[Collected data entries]
------------------------------------------------------------

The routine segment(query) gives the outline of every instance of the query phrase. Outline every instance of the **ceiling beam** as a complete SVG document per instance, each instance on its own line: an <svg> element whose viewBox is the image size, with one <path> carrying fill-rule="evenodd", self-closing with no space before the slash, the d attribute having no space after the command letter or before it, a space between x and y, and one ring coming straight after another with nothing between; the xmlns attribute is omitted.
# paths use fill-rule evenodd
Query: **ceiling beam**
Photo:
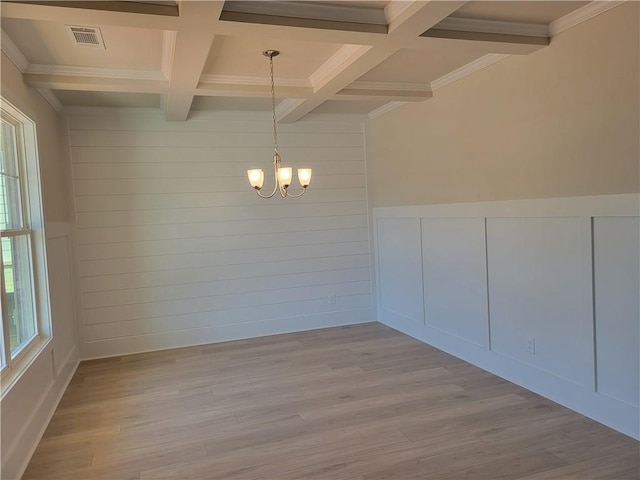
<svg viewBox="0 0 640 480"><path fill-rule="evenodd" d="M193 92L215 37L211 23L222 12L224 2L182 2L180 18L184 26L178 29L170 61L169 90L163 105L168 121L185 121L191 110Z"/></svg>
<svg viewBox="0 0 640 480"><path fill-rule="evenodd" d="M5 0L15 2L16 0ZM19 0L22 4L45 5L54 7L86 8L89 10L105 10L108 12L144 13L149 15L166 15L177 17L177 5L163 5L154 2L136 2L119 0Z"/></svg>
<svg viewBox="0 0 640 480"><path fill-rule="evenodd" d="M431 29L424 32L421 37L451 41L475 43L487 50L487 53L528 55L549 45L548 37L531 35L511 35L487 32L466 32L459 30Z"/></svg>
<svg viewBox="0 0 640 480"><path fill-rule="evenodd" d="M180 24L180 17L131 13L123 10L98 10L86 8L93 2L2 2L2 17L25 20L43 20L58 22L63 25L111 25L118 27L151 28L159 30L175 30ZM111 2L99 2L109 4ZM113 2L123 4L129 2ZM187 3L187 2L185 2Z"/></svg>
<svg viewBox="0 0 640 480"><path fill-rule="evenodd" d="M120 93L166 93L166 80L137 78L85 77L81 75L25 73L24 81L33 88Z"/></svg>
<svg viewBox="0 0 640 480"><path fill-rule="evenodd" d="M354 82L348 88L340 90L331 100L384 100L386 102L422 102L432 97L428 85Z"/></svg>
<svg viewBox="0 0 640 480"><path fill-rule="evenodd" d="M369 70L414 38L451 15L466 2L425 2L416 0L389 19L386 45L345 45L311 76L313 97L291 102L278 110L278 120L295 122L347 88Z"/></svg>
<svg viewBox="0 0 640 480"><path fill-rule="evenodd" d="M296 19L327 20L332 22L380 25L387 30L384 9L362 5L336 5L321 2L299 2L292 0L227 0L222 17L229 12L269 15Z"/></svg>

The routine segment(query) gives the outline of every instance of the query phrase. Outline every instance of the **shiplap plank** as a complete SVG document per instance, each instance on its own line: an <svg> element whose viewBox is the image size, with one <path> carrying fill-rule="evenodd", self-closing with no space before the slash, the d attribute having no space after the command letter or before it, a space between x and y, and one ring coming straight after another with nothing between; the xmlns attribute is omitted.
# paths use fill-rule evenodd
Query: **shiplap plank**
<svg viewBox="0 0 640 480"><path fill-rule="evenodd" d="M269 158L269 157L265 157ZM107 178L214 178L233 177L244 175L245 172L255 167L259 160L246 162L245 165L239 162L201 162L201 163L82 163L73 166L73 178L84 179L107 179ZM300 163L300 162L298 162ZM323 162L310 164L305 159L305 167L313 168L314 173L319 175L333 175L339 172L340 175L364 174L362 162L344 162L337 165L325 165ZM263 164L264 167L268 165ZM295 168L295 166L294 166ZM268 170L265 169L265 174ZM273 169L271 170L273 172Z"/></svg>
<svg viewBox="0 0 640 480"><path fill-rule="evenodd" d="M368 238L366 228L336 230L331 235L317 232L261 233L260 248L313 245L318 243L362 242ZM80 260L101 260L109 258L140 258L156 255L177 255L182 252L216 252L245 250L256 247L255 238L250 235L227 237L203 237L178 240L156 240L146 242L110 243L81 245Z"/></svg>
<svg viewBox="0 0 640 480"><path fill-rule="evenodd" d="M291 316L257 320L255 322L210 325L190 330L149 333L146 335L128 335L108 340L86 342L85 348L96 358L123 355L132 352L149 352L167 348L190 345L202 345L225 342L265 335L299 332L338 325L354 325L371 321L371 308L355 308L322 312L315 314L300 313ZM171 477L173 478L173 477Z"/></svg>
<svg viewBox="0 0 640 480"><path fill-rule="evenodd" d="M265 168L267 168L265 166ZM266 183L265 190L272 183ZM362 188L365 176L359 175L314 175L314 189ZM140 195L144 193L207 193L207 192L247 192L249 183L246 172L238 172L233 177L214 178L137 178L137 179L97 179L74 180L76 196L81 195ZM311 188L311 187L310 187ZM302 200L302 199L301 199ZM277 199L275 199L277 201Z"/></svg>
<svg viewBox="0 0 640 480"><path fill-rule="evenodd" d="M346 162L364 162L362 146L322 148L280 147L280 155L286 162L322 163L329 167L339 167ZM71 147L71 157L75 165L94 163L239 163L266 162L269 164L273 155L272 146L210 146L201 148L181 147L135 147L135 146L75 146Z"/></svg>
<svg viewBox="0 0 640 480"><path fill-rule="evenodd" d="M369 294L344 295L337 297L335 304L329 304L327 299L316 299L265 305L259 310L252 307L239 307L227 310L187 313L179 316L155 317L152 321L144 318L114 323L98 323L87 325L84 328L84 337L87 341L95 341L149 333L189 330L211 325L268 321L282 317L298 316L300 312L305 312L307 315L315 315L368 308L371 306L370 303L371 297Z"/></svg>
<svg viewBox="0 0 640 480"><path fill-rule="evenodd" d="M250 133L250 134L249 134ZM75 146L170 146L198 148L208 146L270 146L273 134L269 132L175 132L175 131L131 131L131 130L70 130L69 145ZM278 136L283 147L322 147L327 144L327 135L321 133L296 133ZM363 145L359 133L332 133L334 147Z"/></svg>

------------------------------------------------------------

● WHAT TO PRODUCE: The data should be printed again unchanged; leave its pictures out.

● SOLUTION TO THIS TASK:
The routine segment(query) gives the outline of every instance of the query phrase. Outline every instance of the **ceiling beam** as a complete SVG document per instance, each instance on its own line: an <svg> element whose viewBox is the image size, with one <path> carrying fill-rule="evenodd", self-closing with no space before the slash, the d attribute having no space after the command letter or before it, a space between x and y, and one ring coming straight after another with nothing between; the xmlns attribute is omitted.
# paths use fill-rule evenodd
Query: **ceiling beam**
Photo:
<svg viewBox="0 0 640 480"><path fill-rule="evenodd" d="M193 92L215 37L211 23L222 12L224 2L182 2L180 18L184 26L178 29L170 61L169 90L163 105L168 121L185 121L191 110Z"/></svg>
<svg viewBox="0 0 640 480"><path fill-rule="evenodd" d="M5 0L15 2L16 0ZM19 0L22 4L45 5L54 7L86 8L89 10L105 10L108 12L144 13L149 15L166 15L177 17L177 5L163 5L154 2L136 2L119 0Z"/></svg>
<svg viewBox="0 0 640 480"><path fill-rule="evenodd" d="M431 29L424 32L421 37L451 41L475 43L487 50L487 53L528 55L549 45L548 37L531 35L511 35L487 32L466 32L459 30Z"/></svg>
<svg viewBox="0 0 640 480"><path fill-rule="evenodd" d="M180 24L180 17L131 13L123 10L98 10L86 8L93 2L2 2L2 17L25 20L43 20L58 22L63 25L111 25L118 27L151 28L159 30L175 30ZM111 2L99 2L109 4ZM113 2L123 4L129 2ZM187 3L187 2L185 2Z"/></svg>
<svg viewBox="0 0 640 480"><path fill-rule="evenodd" d="M120 93L166 93L166 80L137 78L85 77L81 75L25 73L24 81L33 88Z"/></svg>
<svg viewBox="0 0 640 480"><path fill-rule="evenodd" d="M354 82L348 88L340 90L331 100L384 100L386 102L422 102L432 97L428 85Z"/></svg>
<svg viewBox="0 0 640 480"><path fill-rule="evenodd" d="M369 70L414 38L451 15L466 2L425 2L416 0L389 19L386 45L345 45L311 76L313 97L291 102L278 110L278 120L295 122L347 88Z"/></svg>
<svg viewBox="0 0 640 480"><path fill-rule="evenodd" d="M296 19L327 20L332 22L380 25L387 30L384 9L362 5L336 5L321 2L299 2L292 0L227 0L222 17L229 12L269 15Z"/></svg>

The routine segment(query) gives the outline of every instance of the query phrase. Outline every instance of the **shiplap plank** as a complete SVG document per instance, each instance on its own line: an <svg> element whose viewBox is the image size, with one <path> carrying fill-rule="evenodd", self-closing with no space before the slash, the d attribute having no space after the command letter or before it, a space between x and y, and one ring coming straight after another with nothing between; the xmlns attribute is omitted.
# paths use fill-rule evenodd
Query: **shiplap plank**
<svg viewBox="0 0 640 480"><path fill-rule="evenodd" d="M269 158L269 157L265 157ZM107 178L214 178L233 177L244 175L245 172L255 167L259 160L246 162L245 165L239 162L201 162L201 163L82 163L73 166L73 178L84 179L107 179ZM300 163L300 162L298 162ZM323 162L310 164L305 159L305 167L313 168L314 173L319 175L333 175L339 172L340 175L364 174L362 162L344 162L337 165L325 165ZM263 164L264 167L268 165ZM295 168L295 166L294 166ZM268 170L265 169L265 174ZM273 169L271 170L273 172Z"/></svg>
<svg viewBox="0 0 640 480"><path fill-rule="evenodd" d="M368 238L366 228L336 230L331 235L317 232L261 233L260 248L313 245L318 243L362 242ZM80 260L101 260L109 258L140 258L156 255L177 255L182 252L216 252L245 250L256 247L255 238L250 235L227 237L203 237L178 240L156 240L146 242L110 243L81 245Z"/></svg>
<svg viewBox="0 0 640 480"><path fill-rule="evenodd" d="M291 316L257 320L255 322L210 325L190 330L149 333L146 335L128 335L108 340L86 342L85 348L96 358L123 355L132 352L149 352L167 348L190 345L202 345L225 342L265 335L299 332L338 325L354 325L371 321L371 308L355 308L322 312L315 314L300 313ZM171 477L173 478L173 477Z"/></svg>
<svg viewBox="0 0 640 480"><path fill-rule="evenodd" d="M265 168L267 168L265 166ZM266 183L265 190L272 183ZM362 188L365 176L359 175L314 175L314 189ZM140 195L144 193L207 193L207 192L247 192L249 183L246 172L238 172L233 177L214 178L137 178L137 179L97 179L74 180L76 196L81 195ZM311 188L311 187L310 187ZM302 200L302 199L301 199ZM277 199L275 199L277 201Z"/></svg>
<svg viewBox="0 0 640 480"><path fill-rule="evenodd" d="M346 162L364 162L362 146L322 148L280 147L280 155L286 162L322 163L329 167L339 167ZM71 147L71 157L75 165L94 163L239 163L266 162L269 164L273 155L272 146L210 146L201 148L181 147L135 147L135 146L75 146Z"/></svg>
<svg viewBox="0 0 640 480"><path fill-rule="evenodd" d="M369 294L344 295L337 297L335 304L329 304L327 299L316 299L265 305L259 310L252 307L239 307L227 310L187 313L179 316L155 317L152 321L144 318L114 323L98 323L87 325L84 328L84 337L87 341L95 341L149 333L189 330L211 325L268 321L282 317L298 316L300 312L305 312L307 315L315 315L368 308L371 306L370 303L371 297Z"/></svg>
<svg viewBox="0 0 640 480"><path fill-rule="evenodd" d="M250 133L250 134L249 134ZM75 146L170 146L198 148L208 146L270 146L273 134L269 132L175 132L175 131L131 131L131 130L70 130L69 145ZM278 136L283 147L322 147L327 144L327 135L321 133L296 133ZM363 145L359 133L332 133L334 147Z"/></svg>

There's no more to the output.